**Written request:** Copy the material below word for word, keeping every line as it stands.

· · · ·

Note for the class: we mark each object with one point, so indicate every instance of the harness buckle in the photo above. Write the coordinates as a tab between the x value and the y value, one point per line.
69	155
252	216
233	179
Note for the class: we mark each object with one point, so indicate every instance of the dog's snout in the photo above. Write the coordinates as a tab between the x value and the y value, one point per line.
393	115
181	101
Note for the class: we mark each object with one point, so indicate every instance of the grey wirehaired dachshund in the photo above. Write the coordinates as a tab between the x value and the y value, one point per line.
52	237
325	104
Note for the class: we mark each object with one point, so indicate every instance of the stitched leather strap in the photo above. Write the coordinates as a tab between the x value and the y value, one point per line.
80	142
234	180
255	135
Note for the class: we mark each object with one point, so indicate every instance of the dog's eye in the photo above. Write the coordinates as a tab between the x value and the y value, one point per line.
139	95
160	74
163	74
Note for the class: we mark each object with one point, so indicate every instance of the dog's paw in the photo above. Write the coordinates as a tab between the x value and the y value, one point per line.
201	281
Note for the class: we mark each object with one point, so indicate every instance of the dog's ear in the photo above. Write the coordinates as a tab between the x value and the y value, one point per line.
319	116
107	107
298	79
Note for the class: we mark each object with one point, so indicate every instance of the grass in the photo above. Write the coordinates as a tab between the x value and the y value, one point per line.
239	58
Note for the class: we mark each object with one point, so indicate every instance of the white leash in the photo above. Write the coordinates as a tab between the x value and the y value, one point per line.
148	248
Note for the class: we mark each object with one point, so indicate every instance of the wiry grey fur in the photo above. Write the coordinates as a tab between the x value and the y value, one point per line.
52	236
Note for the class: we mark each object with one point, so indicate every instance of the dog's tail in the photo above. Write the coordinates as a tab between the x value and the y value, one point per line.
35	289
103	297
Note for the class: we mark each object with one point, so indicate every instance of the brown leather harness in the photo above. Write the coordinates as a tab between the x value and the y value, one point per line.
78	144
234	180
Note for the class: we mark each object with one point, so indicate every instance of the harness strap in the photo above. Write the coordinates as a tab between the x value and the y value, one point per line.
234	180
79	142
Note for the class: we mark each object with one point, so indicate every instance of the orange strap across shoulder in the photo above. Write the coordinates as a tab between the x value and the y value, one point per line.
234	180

· · · ·

**Correct output:**
Note for the class: we mark each object with one point, so indicate every instance of the harness buckle in the photo above. Write the coordinates as a tab between the x value and the y value, one point per line.
69	155
252	216
233	179
Note for the class: we mark each object with one point, so indicate every instance of the dog's snout in the photo above. Write the coordinates as a tab between the x value and the y value, one point per line.
393	115
181	101
Note for the class: we mark each object with one point, so indicate every instance of the grey wirehaired dachshund in the photo above. Write the coordinates as a tab between the x value and the y value, one point per line.
52	237
325	104
Note for the class: we mark each object with one point, so indicate every instance of the stitched leather strap in the photo above. Write the coordinates as a tab between the x value and the y value, one point per line.
80	142
234	180
255	135
Note for the class: we mark each object with one point, so indicate every instance of the dog's eye in the photo above. Write the coordinates as a tab between the x value and the y value, one point per line.
139	95
160	74
163	74
Note for the class: we mark each object with one point, so indicate every instance of the dog's paw in the photo above. Write the coordinates as a tab between the x value and the y value, one point per line.
201	281
Note for the class: we mark each object with one point, so indicate every instance of the dog's ear in the photo above. Write the coordinates as a tab between the x value and the y value, one point per line.
319	116
107	107
298	79
Note for the class: we mark each object with one point, so indicate every instance of the grass in the photo above. Write the coordinates as a tab between the x value and the y value, one point per line.
239	58
Note for the class: we mark each object with one point, so indicate every instance of the white leash in the photo above. Write the coordinates as a tab between the x value and the y value, one point per line.
148	248
Note for the class: we mark each object with one point, so indicate every instance of the wiry grey fur in the photo above. Write the coordinates as a tab between the x value and the y value, one point per line.
52	236
Note for the class: we mark each object with one point, so indicate every instance of the dog's tail in the photo above. Write the coordinates as a tab between the x value and the y value, one point per line.
35	289
103	297
Note for the class: we mark each object with one point, so indicate every instance of the brown leather harness in the photo above. Write the coordinates as a tab between the x value and the y value, one point per line.
78	144
234	180
Note for the class: we mark each object with one point, so indicate every instance of the harness strap in the photo above. Write the coordinates as a tab between the x value and the y value, one point per line.
234	180
79	142
Note for the class: we mark each object with one point, so indicate every instance of the orange strap across shoulder in the photo above. Write the coordinates as a tab between the x value and the y value, one point per line.
234	180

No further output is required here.